WORK REQUEST: Please retype all the data below exactly, line for line.

EXERCISE INPUT:
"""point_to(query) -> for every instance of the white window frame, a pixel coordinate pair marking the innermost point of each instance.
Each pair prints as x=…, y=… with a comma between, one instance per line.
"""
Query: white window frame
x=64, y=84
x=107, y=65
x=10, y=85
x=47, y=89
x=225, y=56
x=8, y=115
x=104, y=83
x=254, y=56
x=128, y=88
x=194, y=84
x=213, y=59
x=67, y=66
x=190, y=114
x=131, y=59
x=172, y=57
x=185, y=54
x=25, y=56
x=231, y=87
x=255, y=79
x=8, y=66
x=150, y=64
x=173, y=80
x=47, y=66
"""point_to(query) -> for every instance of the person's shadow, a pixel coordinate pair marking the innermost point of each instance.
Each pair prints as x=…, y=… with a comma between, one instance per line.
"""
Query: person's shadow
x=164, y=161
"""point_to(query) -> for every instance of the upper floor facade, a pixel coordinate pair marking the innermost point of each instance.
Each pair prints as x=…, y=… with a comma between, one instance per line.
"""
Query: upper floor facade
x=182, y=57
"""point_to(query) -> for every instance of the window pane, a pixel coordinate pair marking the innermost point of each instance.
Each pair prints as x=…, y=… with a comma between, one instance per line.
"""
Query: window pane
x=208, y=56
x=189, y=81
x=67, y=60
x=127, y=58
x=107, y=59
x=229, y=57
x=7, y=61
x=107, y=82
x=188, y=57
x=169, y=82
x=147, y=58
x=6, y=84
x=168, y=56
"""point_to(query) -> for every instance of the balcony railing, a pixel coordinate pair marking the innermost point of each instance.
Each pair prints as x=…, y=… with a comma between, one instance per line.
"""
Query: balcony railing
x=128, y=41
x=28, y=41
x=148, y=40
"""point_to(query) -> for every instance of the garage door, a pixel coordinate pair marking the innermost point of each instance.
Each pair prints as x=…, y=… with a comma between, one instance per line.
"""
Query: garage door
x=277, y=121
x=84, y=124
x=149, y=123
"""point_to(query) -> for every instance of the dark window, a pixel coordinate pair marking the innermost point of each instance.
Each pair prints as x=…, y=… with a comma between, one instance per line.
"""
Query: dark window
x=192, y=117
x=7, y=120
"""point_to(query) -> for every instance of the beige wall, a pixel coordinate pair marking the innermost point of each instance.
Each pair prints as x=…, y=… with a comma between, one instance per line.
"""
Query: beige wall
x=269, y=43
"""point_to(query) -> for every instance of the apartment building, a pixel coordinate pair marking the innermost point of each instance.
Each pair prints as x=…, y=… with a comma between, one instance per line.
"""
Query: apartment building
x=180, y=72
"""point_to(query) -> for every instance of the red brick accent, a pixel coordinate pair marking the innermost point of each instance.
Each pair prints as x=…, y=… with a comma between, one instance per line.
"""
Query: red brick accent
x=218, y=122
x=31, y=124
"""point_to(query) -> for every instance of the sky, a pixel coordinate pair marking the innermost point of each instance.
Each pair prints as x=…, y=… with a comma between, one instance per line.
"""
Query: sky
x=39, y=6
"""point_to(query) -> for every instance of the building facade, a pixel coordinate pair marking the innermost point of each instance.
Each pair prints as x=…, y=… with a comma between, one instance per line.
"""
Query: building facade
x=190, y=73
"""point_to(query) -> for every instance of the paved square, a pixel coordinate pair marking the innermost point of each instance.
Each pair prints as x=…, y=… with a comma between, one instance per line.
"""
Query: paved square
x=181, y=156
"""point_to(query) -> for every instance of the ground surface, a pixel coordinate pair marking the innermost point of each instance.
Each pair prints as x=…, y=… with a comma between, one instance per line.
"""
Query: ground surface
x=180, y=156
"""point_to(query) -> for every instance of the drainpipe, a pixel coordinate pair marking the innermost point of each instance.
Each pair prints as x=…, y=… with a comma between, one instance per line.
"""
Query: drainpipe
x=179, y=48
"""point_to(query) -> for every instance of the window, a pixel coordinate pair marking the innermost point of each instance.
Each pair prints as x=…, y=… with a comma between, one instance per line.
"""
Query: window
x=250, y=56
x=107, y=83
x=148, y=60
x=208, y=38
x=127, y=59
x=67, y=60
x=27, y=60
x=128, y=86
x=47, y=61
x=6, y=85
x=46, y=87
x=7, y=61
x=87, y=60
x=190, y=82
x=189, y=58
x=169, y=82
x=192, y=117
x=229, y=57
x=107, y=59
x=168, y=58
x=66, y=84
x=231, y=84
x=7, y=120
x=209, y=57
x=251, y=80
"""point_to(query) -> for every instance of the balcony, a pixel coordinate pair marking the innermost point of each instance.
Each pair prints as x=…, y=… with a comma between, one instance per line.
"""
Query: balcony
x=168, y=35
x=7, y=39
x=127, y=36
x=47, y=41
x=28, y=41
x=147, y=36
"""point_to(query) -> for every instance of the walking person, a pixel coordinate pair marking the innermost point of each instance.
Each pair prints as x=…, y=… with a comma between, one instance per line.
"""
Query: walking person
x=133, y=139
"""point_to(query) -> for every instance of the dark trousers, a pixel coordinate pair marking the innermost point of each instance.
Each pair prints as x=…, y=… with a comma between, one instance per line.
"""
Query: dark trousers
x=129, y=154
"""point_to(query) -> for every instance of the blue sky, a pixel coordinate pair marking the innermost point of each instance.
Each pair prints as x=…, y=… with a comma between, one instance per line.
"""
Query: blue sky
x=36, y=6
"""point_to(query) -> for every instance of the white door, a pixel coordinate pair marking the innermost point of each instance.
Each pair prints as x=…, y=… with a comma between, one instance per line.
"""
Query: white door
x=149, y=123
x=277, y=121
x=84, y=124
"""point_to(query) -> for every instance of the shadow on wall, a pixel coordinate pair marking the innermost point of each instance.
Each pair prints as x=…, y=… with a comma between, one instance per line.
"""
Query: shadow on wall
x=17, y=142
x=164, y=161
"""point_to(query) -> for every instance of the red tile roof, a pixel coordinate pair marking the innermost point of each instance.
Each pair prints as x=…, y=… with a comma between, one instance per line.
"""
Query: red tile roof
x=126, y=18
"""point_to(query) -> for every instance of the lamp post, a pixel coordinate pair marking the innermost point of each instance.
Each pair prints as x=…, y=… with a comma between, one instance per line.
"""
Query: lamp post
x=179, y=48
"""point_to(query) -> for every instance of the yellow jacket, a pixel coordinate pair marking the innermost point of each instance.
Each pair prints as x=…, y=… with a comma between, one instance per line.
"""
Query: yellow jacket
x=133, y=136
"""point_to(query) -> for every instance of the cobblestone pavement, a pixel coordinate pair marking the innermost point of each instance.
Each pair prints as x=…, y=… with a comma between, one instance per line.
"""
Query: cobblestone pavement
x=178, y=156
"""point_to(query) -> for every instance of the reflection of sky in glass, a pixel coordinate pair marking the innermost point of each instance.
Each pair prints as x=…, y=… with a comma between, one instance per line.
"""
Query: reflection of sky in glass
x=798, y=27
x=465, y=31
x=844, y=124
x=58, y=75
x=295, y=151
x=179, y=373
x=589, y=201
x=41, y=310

EXERCISE OUTPUT:
"""point_to(query) -> for every instance of the white window frame, a pixel coordinate pair marking the innermost point of each instance.
Each pair prints as x=…, y=… with a comma between, one instance per line.
"""
Query: white window frame
x=64, y=84
x=107, y=65
x=10, y=85
x=47, y=89
x=225, y=56
x=8, y=115
x=104, y=83
x=254, y=56
x=128, y=88
x=194, y=84
x=213, y=59
x=67, y=66
x=190, y=114
x=131, y=59
x=172, y=57
x=185, y=54
x=25, y=56
x=231, y=87
x=255, y=79
x=8, y=66
x=150, y=64
x=173, y=80
x=47, y=66
"""point_to(query) -> for every instance of the person's shadow, a pixel coordinate pair marking the innermost point of each instance.
Each pair prints as x=…, y=… with a comma between, one instance per line.
"""
Query: person's shadow
x=164, y=161
"""point_to(query) -> for every instance of the upper floor facade, a pixel coordinate pair marking the innermost point of each instance.
Each pair prints as x=…, y=… with a comma between, one instance per line.
"""
Query: upper floor facade
x=182, y=57
"""point_to(query) -> for every instance of the window pane, a pixel coordinate pair marking the innermost point of each instance.
Each pair prints as x=…, y=… with a comma between, one instance per line.
"""
Query: window pane
x=208, y=56
x=189, y=81
x=67, y=60
x=127, y=58
x=107, y=59
x=229, y=57
x=7, y=61
x=107, y=82
x=188, y=57
x=169, y=82
x=147, y=58
x=6, y=84
x=168, y=56
"""point_to(query) -> for every instance of the balcony railing, a pixel coordinate pair marking the innermost point of each instance.
Each pair prints as x=…, y=… with a comma between, one instance per line.
"""
Query: balcony railing
x=128, y=41
x=28, y=41
x=148, y=40
"""point_to(query) -> for every instance of the garage door, a pixel coordinate pair marking the innermost point of each instance.
Each pair prints as x=…, y=… with a comma between, one instance per line.
"""
Query: garage door
x=277, y=121
x=84, y=124
x=149, y=123
"""point_to(query) -> for every instance of the dark window, a pixel coordinate pair marking the innermost point of each instance.
Each pair prints as x=…, y=… with a comma between, one instance per line.
"""
Query: dark window
x=192, y=117
x=7, y=120
"""point_to(query) -> for every instance of the beige wall, a pixel coordinate pair marking the innermost point of each instance.
Each pair prints as x=…, y=… with a comma between, one instance per line.
"""
Query: beige wall
x=269, y=43
"""point_to(query) -> for every instance of the apartment building, a pixel coordinate pair marking the innermost point of each instance.
Each pair prints as x=…, y=… with a comma between, one instance per line.
"""
Query: apartment building
x=180, y=72
"""point_to(query) -> for every instance of the red brick accent, a pixel coordinate pair marking the innermost point of each instance.
Each pair prints as x=…, y=… with a comma between, one instance per line.
"""
Query: red brick accent
x=218, y=122
x=31, y=124
"""point_to(query) -> for every instance of the sky, a pixel coordinate pair marking the innermost point of each instance.
Each pair prints as x=…, y=… with a comma between, one instance per line.
"""
Query: sky
x=39, y=6
"""point_to(query) -> for every instance of the building facade, a pixel coordinate pair marking the innermost point of each instance.
Each pair prints as x=…, y=… with a comma between, one instance per line.
"""
Query: building facade
x=190, y=73
"""point_to(query) -> for every instance of the paved square, a pixel coordinate pair marking the innermost point of each instance.
Each pair prints as x=…, y=… with a comma between, one instance per line.
"""
Query: paved square
x=181, y=156
"""point_to(query) -> for every instance of the ground surface, a pixel coordinate pair marking the innermost point of each instance.
Each pair prints as x=…, y=… with a comma between, one instance per line.
"""
Query: ground surface
x=180, y=156
"""point_to(query) -> for every instance of the drainpipe, a pixel coordinate pair marking the innermost point of each instance.
Each pair prints as x=…, y=… with a comma between, one instance per line.
"""
Query: drainpipe
x=179, y=48
"""point_to(query) -> for every instance of the window, a pixel coordinate pair marking the innermost point of each instance.
Each pair prints as x=…, y=… with a comma between, one instance per line.
"""
Query: window
x=250, y=56
x=107, y=83
x=148, y=60
x=208, y=38
x=127, y=59
x=67, y=60
x=27, y=60
x=128, y=86
x=47, y=61
x=6, y=85
x=46, y=87
x=7, y=61
x=87, y=60
x=190, y=82
x=189, y=58
x=169, y=82
x=192, y=117
x=229, y=57
x=107, y=59
x=168, y=58
x=66, y=84
x=231, y=84
x=7, y=120
x=209, y=57
x=251, y=80
"""point_to(query) -> for every instance of the balcony, a pixel coordinate pair marking the innermost point of each instance.
Each pair prints as x=…, y=… with a comma between, one instance per line.
"""
Query: balcony
x=168, y=35
x=7, y=39
x=127, y=36
x=47, y=41
x=28, y=41
x=147, y=36
"""point_to(query) -> for every instance of the walking person, a pixel coordinate pair marking the innermost point of each instance.
Each pair prints as x=…, y=… with a comma between, one instance per line.
"""
Query: walking person
x=133, y=139
"""point_to(query) -> for every instance of the dark trousers, a pixel coordinate pair marking the innermost point of each instance.
Each pair prints as x=…, y=… with a comma between, one instance per line.
"""
Query: dark trousers
x=129, y=154
"""point_to(query) -> for every instance of the blue sky, a pixel coordinate pair marking the innermost point of each instance.
Each pair prints as x=…, y=… with a comma between, one instance per line.
"""
Query: blue sky
x=36, y=6
"""point_to(query) -> for every instance of the white door, a pixel coordinate pair marking the innermost point of each instance.
Each pair prints as x=…, y=… with a comma between, one instance per line.
"""
Query: white door
x=149, y=123
x=277, y=121
x=84, y=124
"""point_to(query) -> for every instance of the shadow on wall, a pixel coordinate pair marking the innermost point of each instance.
Each pair prints as x=…, y=… with a comma between, one instance per line.
"""
Query: shadow on wall
x=17, y=142
x=164, y=161
"""point_to(query) -> for every instance of the red tile roof, a pixel coordinate pair marking the innermost point of each instance.
Each pair prints as x=…, y=… with a comma between, one instance per line.
"""
Query: red tile roof
x=126, y=18
"""point_to(query) -> for every instance of the lamp post, a pixel coordinate pair marking the innermost point of each instance.
Each pair prints as x=…, y=… with a comma between, one instance per line.
"""
Query: lamp post
x=179, y=48
"""point_to(query) -> for every instance of the yellow jacket, a pixel coordinate pair marking the innermost point of each instance.
Each pair prints as x=…, y=… with a comma between, one instance per line.
"""
Query: yellow jacket
x=133, y=136
"""point_to(query) -> for every instance of the cobblestone pavement, a pixel coordinate pair marking the innermost point of each instance.
Each pair prints as x=…, y=… with a comma between, one instance per line.
"""
Query: cobblestone pavement
x=178, y=156
"""point_to(query) -> for every instance of the reflection of sky in glass, a pixel coordinate pair marking the innermost point of each instance.
Each pair prints as x=…, y=… with a comma between, one instance per line.
"""
Query: reflection of sky in glass
x=798, y=27
x=465, y=31
x=844, y=124
x=58, y=75
x=295, y=151
x=179, y=373
x=589, y=201
x=41, y=310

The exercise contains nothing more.